GOAL OF THE EXERCISE: Each entry must appear in the answer exactly as written.

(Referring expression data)
________________________________________

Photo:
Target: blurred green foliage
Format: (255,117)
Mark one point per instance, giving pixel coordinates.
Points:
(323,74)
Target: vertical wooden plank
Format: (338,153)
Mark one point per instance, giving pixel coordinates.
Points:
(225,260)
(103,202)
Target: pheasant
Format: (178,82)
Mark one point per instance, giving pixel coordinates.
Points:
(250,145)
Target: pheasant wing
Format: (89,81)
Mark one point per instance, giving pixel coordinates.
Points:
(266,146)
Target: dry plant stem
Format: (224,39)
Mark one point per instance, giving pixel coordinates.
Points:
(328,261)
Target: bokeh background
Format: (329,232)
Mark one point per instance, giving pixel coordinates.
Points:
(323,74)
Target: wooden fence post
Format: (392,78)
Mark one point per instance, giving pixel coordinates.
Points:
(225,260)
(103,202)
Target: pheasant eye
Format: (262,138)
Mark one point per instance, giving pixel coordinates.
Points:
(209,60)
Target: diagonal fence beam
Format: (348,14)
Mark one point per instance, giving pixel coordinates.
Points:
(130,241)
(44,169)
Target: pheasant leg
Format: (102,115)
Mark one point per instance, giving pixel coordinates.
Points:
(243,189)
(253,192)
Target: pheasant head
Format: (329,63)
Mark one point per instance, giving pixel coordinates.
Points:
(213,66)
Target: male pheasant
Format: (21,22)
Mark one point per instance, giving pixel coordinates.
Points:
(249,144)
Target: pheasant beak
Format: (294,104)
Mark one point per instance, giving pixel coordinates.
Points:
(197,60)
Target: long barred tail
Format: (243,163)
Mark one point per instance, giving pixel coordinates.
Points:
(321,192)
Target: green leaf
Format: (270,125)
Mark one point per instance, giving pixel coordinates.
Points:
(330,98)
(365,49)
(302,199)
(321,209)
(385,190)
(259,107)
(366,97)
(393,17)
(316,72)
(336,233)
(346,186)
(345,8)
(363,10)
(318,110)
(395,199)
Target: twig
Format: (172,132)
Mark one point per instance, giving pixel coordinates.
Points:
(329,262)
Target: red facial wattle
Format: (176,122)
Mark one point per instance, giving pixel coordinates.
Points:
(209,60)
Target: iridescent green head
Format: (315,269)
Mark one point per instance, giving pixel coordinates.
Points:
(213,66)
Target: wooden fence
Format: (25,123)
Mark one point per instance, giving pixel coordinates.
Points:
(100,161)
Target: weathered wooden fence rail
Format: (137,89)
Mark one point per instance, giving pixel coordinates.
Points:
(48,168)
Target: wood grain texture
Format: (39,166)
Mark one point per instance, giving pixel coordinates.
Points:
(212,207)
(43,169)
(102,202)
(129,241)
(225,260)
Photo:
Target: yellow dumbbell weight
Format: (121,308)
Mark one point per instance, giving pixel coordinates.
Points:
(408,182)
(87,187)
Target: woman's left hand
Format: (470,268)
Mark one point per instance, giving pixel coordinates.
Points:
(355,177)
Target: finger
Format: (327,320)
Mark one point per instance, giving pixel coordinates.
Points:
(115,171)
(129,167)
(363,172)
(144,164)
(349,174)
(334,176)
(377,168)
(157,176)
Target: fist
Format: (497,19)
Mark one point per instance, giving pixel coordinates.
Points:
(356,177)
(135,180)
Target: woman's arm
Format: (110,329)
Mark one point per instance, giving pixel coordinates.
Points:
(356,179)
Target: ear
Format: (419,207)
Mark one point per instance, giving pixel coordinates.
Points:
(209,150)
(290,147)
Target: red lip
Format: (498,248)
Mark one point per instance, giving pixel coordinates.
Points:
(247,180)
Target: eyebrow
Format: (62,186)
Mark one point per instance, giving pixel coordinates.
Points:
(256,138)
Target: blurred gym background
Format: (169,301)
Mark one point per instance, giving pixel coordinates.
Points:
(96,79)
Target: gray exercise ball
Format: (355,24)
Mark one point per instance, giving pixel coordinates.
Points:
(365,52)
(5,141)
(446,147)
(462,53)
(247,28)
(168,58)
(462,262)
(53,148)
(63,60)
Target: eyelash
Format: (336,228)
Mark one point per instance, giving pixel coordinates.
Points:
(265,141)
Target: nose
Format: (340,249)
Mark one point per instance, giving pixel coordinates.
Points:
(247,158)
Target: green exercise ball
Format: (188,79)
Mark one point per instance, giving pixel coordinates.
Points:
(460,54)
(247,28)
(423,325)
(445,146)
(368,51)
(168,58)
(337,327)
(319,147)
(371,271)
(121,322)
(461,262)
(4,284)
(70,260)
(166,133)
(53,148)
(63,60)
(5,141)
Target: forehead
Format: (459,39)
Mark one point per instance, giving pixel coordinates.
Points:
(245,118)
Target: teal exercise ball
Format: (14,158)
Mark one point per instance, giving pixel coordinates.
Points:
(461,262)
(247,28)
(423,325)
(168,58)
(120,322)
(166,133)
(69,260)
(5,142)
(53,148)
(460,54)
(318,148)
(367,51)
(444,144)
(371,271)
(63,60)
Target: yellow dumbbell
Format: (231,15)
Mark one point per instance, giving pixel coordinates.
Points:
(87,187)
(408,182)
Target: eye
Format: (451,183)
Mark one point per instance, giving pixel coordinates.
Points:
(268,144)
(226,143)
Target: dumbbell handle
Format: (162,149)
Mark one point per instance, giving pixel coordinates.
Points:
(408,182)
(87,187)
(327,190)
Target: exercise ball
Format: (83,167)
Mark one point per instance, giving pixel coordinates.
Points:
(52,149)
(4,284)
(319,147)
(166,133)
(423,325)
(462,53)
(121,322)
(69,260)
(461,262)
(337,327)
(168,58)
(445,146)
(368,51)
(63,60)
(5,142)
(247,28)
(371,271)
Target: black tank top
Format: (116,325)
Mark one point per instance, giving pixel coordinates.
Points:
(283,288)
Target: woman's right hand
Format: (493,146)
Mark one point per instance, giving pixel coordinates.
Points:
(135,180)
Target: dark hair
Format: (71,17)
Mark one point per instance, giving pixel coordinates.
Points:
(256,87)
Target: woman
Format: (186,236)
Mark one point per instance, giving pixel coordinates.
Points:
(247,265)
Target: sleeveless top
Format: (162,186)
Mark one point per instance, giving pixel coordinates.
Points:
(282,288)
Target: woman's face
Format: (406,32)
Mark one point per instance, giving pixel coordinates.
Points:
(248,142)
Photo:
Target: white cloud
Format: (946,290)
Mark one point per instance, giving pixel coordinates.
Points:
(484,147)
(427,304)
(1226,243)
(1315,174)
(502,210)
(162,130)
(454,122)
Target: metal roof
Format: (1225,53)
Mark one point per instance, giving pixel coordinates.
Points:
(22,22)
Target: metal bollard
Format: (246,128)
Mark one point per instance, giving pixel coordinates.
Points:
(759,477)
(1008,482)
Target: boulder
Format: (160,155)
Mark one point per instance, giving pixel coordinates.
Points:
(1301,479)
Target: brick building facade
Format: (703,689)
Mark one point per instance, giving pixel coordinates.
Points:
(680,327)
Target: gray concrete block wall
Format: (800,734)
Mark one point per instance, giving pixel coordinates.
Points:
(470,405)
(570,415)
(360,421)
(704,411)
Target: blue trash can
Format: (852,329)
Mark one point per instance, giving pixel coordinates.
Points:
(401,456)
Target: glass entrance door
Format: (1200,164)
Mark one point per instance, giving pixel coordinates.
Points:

________________________________________

WRITTEN SOLUTION:
Photo:
Target: blurred green foliage
Format: (255,117)
Mark one point per instance, giving pixel coordinates.
Points:
(323,74)
Target: vertical wooden plank
Format: (338,153)
Mark one point per instance, giving pixel coordinates.
Points:
(225,260)
(103,202)
Target: pheasant
Format: (178,82)
Mark one point per instance, giving pixel coordinates.
Points:
(250,145)
Target: pheasant wing
Format: (89,81)
Mark one point per instance, giving pixel coordinates.
Points:
(266,146)
Target: dry plant stem
Format: (224,39)
Mark one point per instance, giving pixel coordinates.
Points:
(328,261)
Target: bokeh background
Format: (329,232)
Mark one point per instance, giving pixel coordinates.
Points:
(323,74)
Target: wooden fence post
Format: (392,78)
Mark one point per instance, giving pixel coordinates.
Points:
(225,260)
(103,202)
Target: pheasant eye
Format: (262,138)
Mark one point per instance, giving pixel coordinates.
Points:
(209,60)
Target: diagonal fence beam
Format: (348,14)
Mark one point per instance, giving pixel coordinates.
Points:
(130,241)
(44,169)
Target: pheasant leg
Format: (102,115)
Mark one point per instance, giving pixel coordinates.
Points:
(243,189)
(253,192)
Target: pheasant head
Format: (329,63)
Mark one point per instance, giving pixel coordinates.
Points:
(213,66)
Target: male pheasant
Format: (21,22)
Mark one point per instance, giving pixel coordinates.
Points:
(249,144)
Target: pheasant beak
Format: (294,104)
Mark one point per instance, giving pixel coordinates.
Points:
(197,60)
Target: long barred tail
Format: (243,163)
Mark one point per instance, giving pixel coordinates.
Points:
(321,192)
Target: green leaf
Format: (270,125)
Mark one point per instance, giving pixel coordinates.
Points:
(330,98)
(365,49)
(302,199)
(321,209)
(385,190)
(259,107)
(366,97)
(393,17)
(316,72)
(336,233)
(346,186)
(345,8)
(363,10)
(318,110)
(395,199)
Target: twig
Format: (172,132)
Mark one point per instance, giving pixel coordinates.
Points:
(329,262)
Target: red facial wattle
Format: (176,122)
Mark one point per instance, giving pixel coordinates.
Points:
(209,60)
Target: iridescent green head
Format: (315,269)
Mark one point per instance, giving pixel coordinates.
Points:
(213,66)
Target: wooden fence
Format: (25,123)
Mark one point per instance, giving pixel coordinates.
Points:
(100,161)
Target: weathered wooden fence rail
Format: (137,89)
Mark one point per instance, giving pixel coordinates.
Points:
(48,168)
Target: wood grain texture
Format: (39,166)
Mark one point per instance, giving pixel coordinates.
Points:
(212,207)
(43,169)
(102,202)
(129,241)
(225,260)
Photo:
Target: yellow dumbbell weight
Format: (121,308)
Mark one point per instance, giving pixel coordinates.
Points:
(408,182)
(87,187)
Target: woman's left hand
Format: (470,268)
Mark one point per instance, giving pixel coordinates.
Points:
(355,177)
Target: finger
Format: (327,320)
Mark one point per instance, giving pixel coordinates.
Points:
(115,171)
(129,167)
(363,172)
(144,164)
(349,174)
(334,176)
(377,168)
(157,176)
Target: fist
Format: (497,19)
Mark one point per instance, giving pixel coordinates.
Points:
(356,177)
(135,180)
Target: woman's arm
Format: (110,329)
Mark one point per instance, giving pixel coordinates.
Points:
(356,179)
Target: ear
Format: (419,207)
Mark one point per instance, giving pixel coordinates.
Points:
(209,150)
(290,147)
Target: red lip
Format: (498,248)
Mark one point per instance, giving pixel coordinates.
Points:
(247,180)
Target: eyebrow
Format: (62,186)
Mark one point per instance, giving pixel coordinates.
Points:
(256,138)
Target: blurred gym background
Format: (169,301)
Mark one point per instance, giving pixel coordinates.
Points:
(96,79)
Target: gray exercise ball
Format: (355,24)
Mark one point per instance, giving pixel coordinates.
Points:
(365,52)
(5,141)
(446,147)
(462,53)
(247,28)
(168,58)
(462,262)
(53,148)
(63,60)
Target: eyelash
Format: (336,228)
Mark one point per instance, giving pixel coordinates.
Points:
(265,141)
Target: nose
Format: (340,249)
Mark one point per instance, giving pixel coordinates.
Points:
(247,158)
Target: green exercise ball
Format: (188,79)
Mark one point per instance, giving pixel coordinates.
Points:
(460,54)
(247,28)
(423,325)
(445,146)
(368,51)
(168,58)
(337,327)
(319,147)
(371,271)
(121,322)
(461,262)
(4,284)
(70,260)
(166,133)
(53,148)
(63,60)
(5,141)
Target: forehead
Format: (459,39)
Mark one point per instance, giving pixel coordinates.
Points:
(245,118)
Target: teal exercise ball
Format: (14,158)
Mark one point per instance, giving pixel coordinates.
Points:
(461,262)
(247,28)
(423,325)
(168,58)
(120,322)
(166,133)
(69,260)
(5,142)
(53,148)
(460,54)
(318,148)
(367,51)
(444,144)
(371,271)
(63,60)
Target: yellow dumbbell
Format: (231,15)
Mark one point per instance, giving pixel coordinates.
Points:
(87,187)
(408,182)
Target: eye
Format: (451,183)
Mark one point per instance, giving pixel coordinates.
Points:
(268,144)
(226,143)
Target: dumbbell handle
Format: (162,149)
Mark one point per instance, giving pixel coordinates.
Points:
(408,182)
(87,187)
(327,190)
Target: exercise ball
Format: (83,167)
Mark one point per instance, giving pixel coordinates.
Points:
(52,149)
(4,284)
(319,147)
(166,133)
(423,325)
(462,53)
(121,322)
(69,260)
(461,262)
(337,327)
(168,58)
(445,146)
(368,51)
(63,60)
(5,142)
(247,28)
(371,271)
Target: black tank top
Format: (116,325)
Mark one point per instance, giving pixel coordinates.
Points:
(283,288)
Target: woman's right hand
Format: (493,146)
Mark one point per instance, giving pixel coordinates.
Points:
(135,180)
Target: dark hair
Format: (71,17)
Mark one point per instance, giving pixel coordinates.
Points:
(256,87)
Target: woman
Format: (186,236)
Mark one point per instance, giving pixel coordinates.
Points:
(247,265)
Target: sleeveless top
Format: (162,186)
Mark one point per instance, giving pixel coordinates.
Points:
(282,288)
Target: woman's face
Format: (406,32)
Mark one point per instance, giving pixel coordinates.
Points:
(248,142)
Photo:
Target: white cloud
Format: (946,290)
Mark one point per instance, giving pixel coordinates.
Points:
(484,147)
(427,304)
(1226,243)
(1315,174)
(502,210)
(162,130)
(454,122)
Target: metal roof
Format: (1225,53)
Mark one point per instance, giving pixel coordinates.
Points:
(22,22)
Target: metal bollard
Format: (246,128)
Mark one point per instance, giving pixel coordinates.
Points:
(759,477)
(1008,482)
Target: boulder
Format: (160,155)
Mark one point per instance, giving pixel coordinates.
Points:
(1301,479)
Target: brick building facade
Format: (703,689)
Mark one point per instance, giving pixel coordinates.
Points:
(680,327)
Target: gray concrete block wall
Format: (800,734)
Mark one point per instance, giving pixel coordinates.
Points:
(470,405)
(570,415)
(360,421)
(704,411)
Target: blue trash can
Format: (852,329)
Mark one point per instance, giving pixel coordinates.
Points:
(401,456)
Target: glass entrance door
Format: (1200,164)
Mark one point per instance, giving pixel coordinates.
Points:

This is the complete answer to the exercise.